:: Rows from a pointing dataset ::
════════════════

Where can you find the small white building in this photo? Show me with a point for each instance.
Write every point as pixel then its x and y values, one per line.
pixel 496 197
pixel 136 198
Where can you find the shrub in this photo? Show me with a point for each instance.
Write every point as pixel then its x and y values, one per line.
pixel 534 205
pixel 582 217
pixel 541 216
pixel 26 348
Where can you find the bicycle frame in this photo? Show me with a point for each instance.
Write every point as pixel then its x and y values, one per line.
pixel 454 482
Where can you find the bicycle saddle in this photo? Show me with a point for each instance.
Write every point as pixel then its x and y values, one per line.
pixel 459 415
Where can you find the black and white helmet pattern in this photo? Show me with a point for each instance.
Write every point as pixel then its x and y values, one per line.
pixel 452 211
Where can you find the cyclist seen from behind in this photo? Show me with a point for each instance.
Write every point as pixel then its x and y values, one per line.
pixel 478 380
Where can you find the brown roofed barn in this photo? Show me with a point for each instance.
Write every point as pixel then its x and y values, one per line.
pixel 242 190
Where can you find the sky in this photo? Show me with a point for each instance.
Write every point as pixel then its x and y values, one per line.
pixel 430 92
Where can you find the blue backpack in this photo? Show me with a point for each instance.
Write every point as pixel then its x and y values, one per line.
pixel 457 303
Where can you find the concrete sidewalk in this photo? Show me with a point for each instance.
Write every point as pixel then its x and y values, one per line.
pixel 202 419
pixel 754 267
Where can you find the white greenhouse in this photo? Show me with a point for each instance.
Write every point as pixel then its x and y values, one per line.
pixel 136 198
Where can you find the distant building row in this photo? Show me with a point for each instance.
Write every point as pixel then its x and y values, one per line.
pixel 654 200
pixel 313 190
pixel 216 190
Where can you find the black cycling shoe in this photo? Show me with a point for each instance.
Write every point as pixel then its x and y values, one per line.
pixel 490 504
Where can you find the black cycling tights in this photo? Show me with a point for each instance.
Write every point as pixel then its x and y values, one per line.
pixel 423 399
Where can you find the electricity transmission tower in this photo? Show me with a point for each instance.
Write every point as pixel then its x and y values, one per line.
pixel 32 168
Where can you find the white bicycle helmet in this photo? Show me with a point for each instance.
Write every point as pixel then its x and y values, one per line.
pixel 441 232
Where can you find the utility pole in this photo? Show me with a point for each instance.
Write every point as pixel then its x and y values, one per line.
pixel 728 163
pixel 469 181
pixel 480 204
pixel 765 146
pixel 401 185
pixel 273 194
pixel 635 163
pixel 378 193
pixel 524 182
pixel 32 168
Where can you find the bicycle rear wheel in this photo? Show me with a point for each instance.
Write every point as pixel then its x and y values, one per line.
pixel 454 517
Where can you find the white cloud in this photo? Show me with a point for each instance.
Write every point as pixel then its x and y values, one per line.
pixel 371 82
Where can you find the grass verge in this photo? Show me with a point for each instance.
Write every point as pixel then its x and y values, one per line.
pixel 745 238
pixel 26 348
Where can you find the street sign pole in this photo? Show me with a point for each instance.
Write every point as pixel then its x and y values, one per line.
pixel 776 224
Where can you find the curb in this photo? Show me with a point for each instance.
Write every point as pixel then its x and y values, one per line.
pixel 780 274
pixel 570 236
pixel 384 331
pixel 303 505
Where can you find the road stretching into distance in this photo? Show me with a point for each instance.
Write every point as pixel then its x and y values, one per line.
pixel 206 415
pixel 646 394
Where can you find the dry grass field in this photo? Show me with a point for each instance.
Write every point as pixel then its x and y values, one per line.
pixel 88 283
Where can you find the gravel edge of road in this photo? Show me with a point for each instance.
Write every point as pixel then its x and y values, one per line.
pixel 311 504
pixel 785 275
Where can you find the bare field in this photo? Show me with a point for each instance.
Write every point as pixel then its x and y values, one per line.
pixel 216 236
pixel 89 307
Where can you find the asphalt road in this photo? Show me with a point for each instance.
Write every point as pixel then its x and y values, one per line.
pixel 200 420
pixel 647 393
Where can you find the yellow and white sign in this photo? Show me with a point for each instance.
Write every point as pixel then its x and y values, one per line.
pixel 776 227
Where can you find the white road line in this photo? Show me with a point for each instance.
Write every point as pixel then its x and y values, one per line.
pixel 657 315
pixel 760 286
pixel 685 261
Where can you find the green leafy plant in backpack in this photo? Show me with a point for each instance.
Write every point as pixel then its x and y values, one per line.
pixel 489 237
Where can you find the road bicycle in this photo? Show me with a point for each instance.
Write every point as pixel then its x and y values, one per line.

════════════════

:: EXERCISE BRIEF ::
Rewrite all the rows above, changing every "instance" to "occurrence" and leaving everything else untouched.

:: FULL OUTPUT ::
Where can you find the small white building in this photo? Show me with a point for each occurrence.
Write every point as pixel then its x and y values, one per line.
pixel 496 197
pixel 136 198
Where can you find the shrub in this photo? Show me with a point for each occurrence.
Write every point as pixel then its x and y values, one per line.
pixel 534 205
pixel 582 217
pixel 541 216
pixel 26 348
Where can you find the bicycle frame in this photo? Show me with a point for each occurrence.
Write every point as pixel then its x and y values, one per line.
pixel 454 482
Where can you find the bicycle saddle in this photo? Show me with a point for each occurrence.
Write every point as pixel then its x and y values, one per line.
pixel 459 415
Where can you find the black and white helmet pattern in this photo? Show me with a point for each occurrence.
Write every point as pixel then its x and y values, one per line.
pixel 452 211
Where can you find the cyclist seen from behind in this photo? Show me with a point for each occurrence.
Write every point as pixel then its x and y values, one per line.
pixel 478 380
Where can you find the brown roofed barn in this photo? Show me with a point for each occurrence.
Write every point as pixel then its x and y values, one per line.
pixel 242 190
Where can you find the sky in this photo? Show me with a point for each occurrence.
Write every point as pixel then its x and y values, one per line.
pixel 430 92
Where can you find the blue backpack in this photo? Show me with a point for each occurrence.
Write every point as pixel then its x and y values, one per line.
pixel 457 303
Where can you find the concrete sidewalk in this photo? Show me with a point for each occurrence.
Write every point as pixel then its x and y values, one per line.
pixel 202 419
pixel 754 267
Where can you find the white greenhouse in this photo? Show me with a point for each occurrence.
Write every point as pixel then its x and y values, one per line.
pixel 136 198
Where can you find the distant building row in this photo? Show me with a point for each occurrence.
Write every point as pixel then its x and y values, one per line.
pixel 654 200
pixel 313 190
pixel 216 190
Where can you find the black cycling shoe in this photo? Show me with a point for each occurrence.
Write every point as pixel then its x and y values, one per line.
pixel 490 504
Where can you find the black cycling tights in this photo? Show me with a point for each occurrence.
Write every point as pixel then its x and y values, one per line.
pixel 423 399
Where can you find the electricity transmission tower in this photo? Show me with a point for each occurrence.
Write every point as pixel then its x and y values, one per line.
pixel 32 168
Where can you find the white bicycle helmet in this photo? Show me with a point for each occurrence.
Write every point as pixel then its x and y values, one per line.
pixel 441 232
Where can you find the utility pole in this photo? Show me with a point for each occurrence.
Write every point as pixel then its x and y values, one per line.
pixel 728 163
pixel 469 181
pixel 480 204
pixel 765 146
pixel 401 185
pixel 273 194
pixel 635 163
pixel 378 193
pixel 524 182
pixel 32 168
Where can you find the bicycle rear wheel in this photo? Show me with a point for each occurrence.
Write every point as pixel then its x and y values, one per line.
pixel 454 517
Where can you find the white cloud in this photo? Show me with a point for each occurrence.
Write every point as pixel then its x and y values, one per line.
pixel 371 82
Where can you find the grass verge in this photo? Show me with a point for each occurrence.
Write every point as pixel then its x and y values, one per line.
pixel 745 238
pixel 26 348
Where can you find the street sign pole in this photo? Show me with a point for each occurrence.
Write every point as pixel then its x and y values, one per line.
pixel 776 224
Where can you find the curb in this photo? Show me with a point for each occurrence.
Write every point as pixel then its x and y values, one per line.
pixel 780 274
pixel 570 236
pixel 384 331
pixel 303 505
Where can you find the road stretching into distance in this photo? Show me with a point for each occurrence.
Write every point as pixel then its x and y values, one per line.
pixel 206 415
pixel 646 394
Where can you find the dry grass field in this photo? Show me with a point for each occurrence.
Write every point as pixel then its x and y values, one per line.
pixel 88 283
Where can you find the gravel edge of road in this photo? Show me with a point for each occurrence.
Write every point as pixel then its x and y values, one per line.
pixel 311 504
pixel 785 275
Where can you find the bare field in this photo? Show me with a point for each occurrence.
Write every point as pixel then its x and y values, one per line.
pixel 216 236
pixel 89 307
Where can you find the asphalt road in this photo? Show me with a point for each occurrence.
Write every point as pixel then its x and y values, one per line.
pixel 200 420
pixel 647 393
Where can you find the yellow and white sign in this photo? Show me with a point for each occurrence.
Write every point as pixel then its x and y values, one per line.
pixel 776 227
Where can you find the white road line in this photo? Show me with a point for each occurrence.
Write every point as pixel then its x and y values, one per line.
pixel 657 315
pixel 760 286
pixel 685 261
Where can you find the green leafy plant in backpack in this photo? Show me with a point for each occurrence.
Write every point as pixel then its x and y values, one per line.
pixel 489 237
Where can you find the road bicycle in this photo? Show me with a point for each occurrence.
Write every point as pixel then its x and y values, one per line.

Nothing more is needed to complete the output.